## Directive
Write out the whole listing again, exactly as given.

● ● ● ●

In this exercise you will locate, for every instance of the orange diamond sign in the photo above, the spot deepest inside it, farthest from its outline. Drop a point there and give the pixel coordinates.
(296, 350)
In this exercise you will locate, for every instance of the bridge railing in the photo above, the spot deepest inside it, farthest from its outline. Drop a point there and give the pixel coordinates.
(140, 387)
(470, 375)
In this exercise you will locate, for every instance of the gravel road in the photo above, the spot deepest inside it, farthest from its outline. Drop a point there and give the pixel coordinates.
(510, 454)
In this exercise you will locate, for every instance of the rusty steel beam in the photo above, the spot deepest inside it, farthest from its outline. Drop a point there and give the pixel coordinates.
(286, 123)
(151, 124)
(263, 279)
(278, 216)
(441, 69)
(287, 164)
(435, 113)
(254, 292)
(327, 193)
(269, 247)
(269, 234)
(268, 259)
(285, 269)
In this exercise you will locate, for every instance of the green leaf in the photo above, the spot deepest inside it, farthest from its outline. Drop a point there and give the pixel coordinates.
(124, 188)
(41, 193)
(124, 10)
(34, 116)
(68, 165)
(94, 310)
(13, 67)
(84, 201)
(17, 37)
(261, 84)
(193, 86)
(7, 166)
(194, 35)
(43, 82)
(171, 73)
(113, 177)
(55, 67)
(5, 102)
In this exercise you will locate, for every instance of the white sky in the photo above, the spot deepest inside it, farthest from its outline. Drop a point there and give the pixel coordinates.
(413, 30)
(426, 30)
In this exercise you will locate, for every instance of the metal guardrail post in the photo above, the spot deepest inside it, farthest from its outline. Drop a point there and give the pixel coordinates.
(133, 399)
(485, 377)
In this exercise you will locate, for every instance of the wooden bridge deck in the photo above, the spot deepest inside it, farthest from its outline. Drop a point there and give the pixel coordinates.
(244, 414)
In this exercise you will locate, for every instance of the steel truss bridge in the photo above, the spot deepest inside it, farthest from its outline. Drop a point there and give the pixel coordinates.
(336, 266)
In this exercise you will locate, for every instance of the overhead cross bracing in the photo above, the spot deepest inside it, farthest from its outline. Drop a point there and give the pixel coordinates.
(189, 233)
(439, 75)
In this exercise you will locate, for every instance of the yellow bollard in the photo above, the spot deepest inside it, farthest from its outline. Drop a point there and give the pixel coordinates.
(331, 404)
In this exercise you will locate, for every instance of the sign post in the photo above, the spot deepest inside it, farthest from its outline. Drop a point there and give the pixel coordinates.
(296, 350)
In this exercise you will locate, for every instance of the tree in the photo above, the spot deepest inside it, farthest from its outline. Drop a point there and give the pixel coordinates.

● ● ● ●

## Response for this exercise
In this exercise you will locate, for every instance of the orange diamond sign in the photo above, the spot deepest inside it, farthest from its outline. Drop a point there and give the pixel coordinates.
(296, 350)
In this exercise you will locate, for every instance of the bridge railing in the photo above, the spot deepest inside it, farthest from its outline. Drop a point there and give the pixel coordinates.
(140, 387)
(470, 375)
In this exercise you will locate, for every instance of the gravel road in the photo above, the spot deepest inside it, farthest from its outline. Drop a point there and give the pixel coordinates.
(510, 454)
In this exercise you will locate, for every instance of the rusty steel beam in the photo above, the spot deepest inside it, farthest from its outline. Drop a point there and give the pixel coordinates.
(286, 123)
(151, 124)
(263, 279)
(278, 216)
(441, 69)
(287, 164)
(435, 113)
(254, 292)
(327, 193)
(269, 247)
(269, 234)
(268, 259)
(285, 269)
In this exercise you will locate, for every instance of the green leaf in the photo above, the spot deepest inside it, farthest from its outline. Drop a point there and give the pixel coordinates.
(124, 188)
(41, 193)
(124, 10)
(34, 116)
(68, 165)
(94, 310)
(13, 67)
(84, 201)
(17, 37)
(261, 84)
(193, 86)
(7, 166)
(194, 35)
(43, 82)
(171, 73)
(113, 177)
(55, 67)
(5, 102)
In this exercise you will locate, for every instance of the white sky in the photo above, the spot deepest inside it, farthest from its outline. Drop a point there and give the pixel coordinates.
(413, 30)
(426, 30)
In this exercise you will locate, for every instance of the metal guardrail post in the photo above, the spot deepest inside it, farthest from its outline. Drop a point there and give the pixel coordinates.
(133, 399)
(485, 377)
In this exercise you will locate, for every instance of the wooden bridge deck in the photo above, the spot deepest inside it, farthest from its outline. Drop a point there and give the pixel coordinates.
(244, 414)
In this exercise you will locate, for every instance of the steel truss bridge in the photo above, the spot deepest inside it, farthest from its outline. Drop a point there and give the pixel coordinates.
(336, 266)
In this exercise you will locate, for every instance of the overhead cross bracing in the photo above, the spot deepest inside it, farthest from its outline. Drop a point there and give the pixel coordinates.
(189, 233)
(439, 75)
In this exercise you will locate, for every instance of the yellow bollard in the photo above, the spot deepest inside it, farthest from its outline. Drop a point there and give the pixel coordinates.
(331, 404)
In this exercise you will locate, for every instance of the sign post in the photo above, the spot deepest inside it, farthest from its outline. Drop a point there and give the pixel coordinates.
(296, 350)
In this exercise you will locate, for every instance of the tree in the photo above, the spot deepest inside it, farthest from its outline. Drop a point there and give the pixel coordinates.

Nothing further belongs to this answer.